## Items from a dataset
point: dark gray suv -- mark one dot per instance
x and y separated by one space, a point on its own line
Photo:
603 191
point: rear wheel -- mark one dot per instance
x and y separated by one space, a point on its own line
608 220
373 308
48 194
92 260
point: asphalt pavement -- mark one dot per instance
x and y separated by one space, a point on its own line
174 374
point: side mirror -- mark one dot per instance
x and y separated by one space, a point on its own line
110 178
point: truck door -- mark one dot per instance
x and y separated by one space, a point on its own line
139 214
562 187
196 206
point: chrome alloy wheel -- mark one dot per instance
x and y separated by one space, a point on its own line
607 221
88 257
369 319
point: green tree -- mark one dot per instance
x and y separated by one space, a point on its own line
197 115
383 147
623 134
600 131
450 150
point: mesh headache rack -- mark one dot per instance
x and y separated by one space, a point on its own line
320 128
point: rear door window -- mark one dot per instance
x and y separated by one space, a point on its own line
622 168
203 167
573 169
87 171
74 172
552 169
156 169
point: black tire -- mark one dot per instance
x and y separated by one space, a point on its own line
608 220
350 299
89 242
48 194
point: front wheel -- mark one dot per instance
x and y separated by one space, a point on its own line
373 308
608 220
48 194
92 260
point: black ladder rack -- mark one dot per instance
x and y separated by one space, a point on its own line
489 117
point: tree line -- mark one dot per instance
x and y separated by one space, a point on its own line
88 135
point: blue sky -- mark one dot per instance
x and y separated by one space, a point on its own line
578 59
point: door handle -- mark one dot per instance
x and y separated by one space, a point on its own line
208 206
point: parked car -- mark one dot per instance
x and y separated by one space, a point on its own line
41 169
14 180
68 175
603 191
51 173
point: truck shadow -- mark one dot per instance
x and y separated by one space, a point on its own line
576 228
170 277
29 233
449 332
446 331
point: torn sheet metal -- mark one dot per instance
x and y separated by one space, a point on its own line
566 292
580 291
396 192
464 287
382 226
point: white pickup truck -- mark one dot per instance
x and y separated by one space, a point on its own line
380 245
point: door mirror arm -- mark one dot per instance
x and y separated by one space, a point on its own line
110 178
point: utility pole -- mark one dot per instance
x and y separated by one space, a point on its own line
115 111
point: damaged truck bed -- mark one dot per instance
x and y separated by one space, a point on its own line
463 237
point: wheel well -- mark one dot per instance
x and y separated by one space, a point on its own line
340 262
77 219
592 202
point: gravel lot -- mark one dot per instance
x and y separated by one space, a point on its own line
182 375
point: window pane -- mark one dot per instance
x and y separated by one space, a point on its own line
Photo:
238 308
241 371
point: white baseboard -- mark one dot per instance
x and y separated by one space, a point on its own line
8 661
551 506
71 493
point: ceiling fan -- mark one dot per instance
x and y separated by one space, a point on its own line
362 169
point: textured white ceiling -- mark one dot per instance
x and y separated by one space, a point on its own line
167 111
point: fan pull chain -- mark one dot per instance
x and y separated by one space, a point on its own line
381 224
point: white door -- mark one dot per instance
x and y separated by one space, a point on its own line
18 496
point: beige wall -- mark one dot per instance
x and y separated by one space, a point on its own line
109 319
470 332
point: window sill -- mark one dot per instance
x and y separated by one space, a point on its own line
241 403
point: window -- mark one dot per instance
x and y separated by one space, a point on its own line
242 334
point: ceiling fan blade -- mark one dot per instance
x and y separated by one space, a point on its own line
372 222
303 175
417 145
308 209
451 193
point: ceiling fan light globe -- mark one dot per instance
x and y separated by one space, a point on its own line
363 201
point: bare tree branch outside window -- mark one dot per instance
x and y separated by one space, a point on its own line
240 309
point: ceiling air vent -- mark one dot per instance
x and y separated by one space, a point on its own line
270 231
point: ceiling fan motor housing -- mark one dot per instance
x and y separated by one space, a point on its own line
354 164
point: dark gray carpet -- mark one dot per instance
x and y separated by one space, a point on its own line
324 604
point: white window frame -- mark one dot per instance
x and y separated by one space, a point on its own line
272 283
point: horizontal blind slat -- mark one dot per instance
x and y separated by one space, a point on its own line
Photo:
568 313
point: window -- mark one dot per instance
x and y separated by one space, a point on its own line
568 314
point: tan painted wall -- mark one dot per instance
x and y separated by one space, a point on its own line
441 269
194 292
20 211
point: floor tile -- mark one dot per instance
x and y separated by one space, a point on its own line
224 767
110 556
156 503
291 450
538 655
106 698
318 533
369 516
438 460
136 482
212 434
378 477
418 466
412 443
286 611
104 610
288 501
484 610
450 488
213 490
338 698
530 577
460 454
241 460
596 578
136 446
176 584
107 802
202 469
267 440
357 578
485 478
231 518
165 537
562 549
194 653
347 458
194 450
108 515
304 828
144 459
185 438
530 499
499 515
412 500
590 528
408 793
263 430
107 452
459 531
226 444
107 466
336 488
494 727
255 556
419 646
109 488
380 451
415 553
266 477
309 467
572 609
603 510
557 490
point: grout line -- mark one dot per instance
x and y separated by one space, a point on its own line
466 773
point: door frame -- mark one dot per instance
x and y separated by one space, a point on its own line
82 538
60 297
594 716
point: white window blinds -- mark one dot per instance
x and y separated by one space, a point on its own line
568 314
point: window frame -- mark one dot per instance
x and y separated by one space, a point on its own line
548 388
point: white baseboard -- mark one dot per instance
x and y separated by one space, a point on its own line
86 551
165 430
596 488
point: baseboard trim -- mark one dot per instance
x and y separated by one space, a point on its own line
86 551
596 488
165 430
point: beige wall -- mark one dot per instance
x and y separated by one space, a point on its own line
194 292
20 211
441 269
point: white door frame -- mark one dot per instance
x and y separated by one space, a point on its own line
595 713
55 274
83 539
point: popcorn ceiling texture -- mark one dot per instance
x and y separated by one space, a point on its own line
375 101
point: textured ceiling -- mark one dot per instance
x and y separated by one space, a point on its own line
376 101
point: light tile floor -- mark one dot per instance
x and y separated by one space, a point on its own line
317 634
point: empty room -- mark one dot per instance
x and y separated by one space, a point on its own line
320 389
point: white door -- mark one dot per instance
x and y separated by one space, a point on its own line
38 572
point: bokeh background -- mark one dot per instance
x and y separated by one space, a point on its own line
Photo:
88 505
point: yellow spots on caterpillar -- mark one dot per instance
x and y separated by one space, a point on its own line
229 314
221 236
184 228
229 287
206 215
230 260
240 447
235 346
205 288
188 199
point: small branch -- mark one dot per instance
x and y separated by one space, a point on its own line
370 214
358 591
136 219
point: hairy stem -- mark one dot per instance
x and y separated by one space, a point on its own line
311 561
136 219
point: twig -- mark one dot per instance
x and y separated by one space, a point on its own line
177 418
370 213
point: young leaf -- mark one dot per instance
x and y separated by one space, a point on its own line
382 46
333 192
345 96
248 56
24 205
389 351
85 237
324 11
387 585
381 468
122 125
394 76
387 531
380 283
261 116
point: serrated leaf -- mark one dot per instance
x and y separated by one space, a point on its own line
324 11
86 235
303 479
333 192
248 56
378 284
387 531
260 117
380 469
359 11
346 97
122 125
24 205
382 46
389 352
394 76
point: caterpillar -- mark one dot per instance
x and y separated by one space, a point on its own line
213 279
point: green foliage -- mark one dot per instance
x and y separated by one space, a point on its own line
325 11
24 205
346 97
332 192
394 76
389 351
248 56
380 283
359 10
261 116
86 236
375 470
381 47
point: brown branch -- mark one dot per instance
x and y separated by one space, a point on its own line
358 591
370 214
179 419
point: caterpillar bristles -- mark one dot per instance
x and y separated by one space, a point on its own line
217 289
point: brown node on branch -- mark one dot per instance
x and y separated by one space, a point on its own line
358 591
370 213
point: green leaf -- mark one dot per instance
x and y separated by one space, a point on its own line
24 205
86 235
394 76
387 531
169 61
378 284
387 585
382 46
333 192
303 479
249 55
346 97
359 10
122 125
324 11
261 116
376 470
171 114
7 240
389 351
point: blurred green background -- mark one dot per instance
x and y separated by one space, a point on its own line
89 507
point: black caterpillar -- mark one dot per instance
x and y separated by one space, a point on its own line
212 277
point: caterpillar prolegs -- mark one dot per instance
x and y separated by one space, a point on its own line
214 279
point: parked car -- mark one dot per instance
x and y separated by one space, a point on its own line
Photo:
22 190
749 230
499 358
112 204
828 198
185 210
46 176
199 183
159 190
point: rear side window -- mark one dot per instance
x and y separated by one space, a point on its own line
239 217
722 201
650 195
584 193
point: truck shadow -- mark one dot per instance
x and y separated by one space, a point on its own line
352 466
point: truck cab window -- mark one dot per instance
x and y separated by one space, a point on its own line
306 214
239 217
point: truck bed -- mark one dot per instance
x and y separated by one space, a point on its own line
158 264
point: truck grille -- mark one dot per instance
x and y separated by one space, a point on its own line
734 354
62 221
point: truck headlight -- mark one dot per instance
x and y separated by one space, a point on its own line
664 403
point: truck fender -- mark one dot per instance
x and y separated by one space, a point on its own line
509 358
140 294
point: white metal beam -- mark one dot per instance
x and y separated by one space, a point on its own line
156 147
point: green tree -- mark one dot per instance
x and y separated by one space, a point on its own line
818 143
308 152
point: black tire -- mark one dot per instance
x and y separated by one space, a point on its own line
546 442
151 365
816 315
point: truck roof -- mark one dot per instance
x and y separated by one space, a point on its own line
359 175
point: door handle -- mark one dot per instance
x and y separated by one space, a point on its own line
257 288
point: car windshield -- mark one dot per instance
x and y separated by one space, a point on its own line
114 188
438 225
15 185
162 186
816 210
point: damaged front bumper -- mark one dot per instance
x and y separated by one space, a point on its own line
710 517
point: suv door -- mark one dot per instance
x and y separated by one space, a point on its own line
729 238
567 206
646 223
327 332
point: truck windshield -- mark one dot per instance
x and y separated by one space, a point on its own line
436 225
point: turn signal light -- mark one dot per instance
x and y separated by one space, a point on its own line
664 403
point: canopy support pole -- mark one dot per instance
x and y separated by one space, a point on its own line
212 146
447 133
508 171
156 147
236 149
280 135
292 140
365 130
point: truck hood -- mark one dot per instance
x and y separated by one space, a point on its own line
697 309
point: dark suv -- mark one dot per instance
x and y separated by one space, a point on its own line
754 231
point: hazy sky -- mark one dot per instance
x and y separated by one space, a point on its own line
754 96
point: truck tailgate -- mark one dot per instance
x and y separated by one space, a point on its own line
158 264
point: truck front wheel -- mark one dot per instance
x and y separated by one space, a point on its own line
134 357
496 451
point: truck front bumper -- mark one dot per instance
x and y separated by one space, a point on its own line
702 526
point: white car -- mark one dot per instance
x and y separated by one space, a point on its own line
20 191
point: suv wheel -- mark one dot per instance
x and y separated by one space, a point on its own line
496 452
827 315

## Task description
Exactly as written, give the line containing "point: truck tailgate" and all remaining lines of the records.

## Written response
point: truck tailgate -- mark one dot per instance
x and y separated by one space, a point on its own line
158 264
point: truck front wheel -- mark one dot per instance
x and y separated by one space, a point on its own line
134 357
496 451
point: truck front bumper -- mark one dot per instance
x and y separated by one space, a point on its own line
702 526
point: white car -- mark one dot per instance
x and y separated by one space, a point on its own line
20 191
point: suv wheel -- mark one dot per instance
x and y separated by one space, a point on its own line
496 452
827 315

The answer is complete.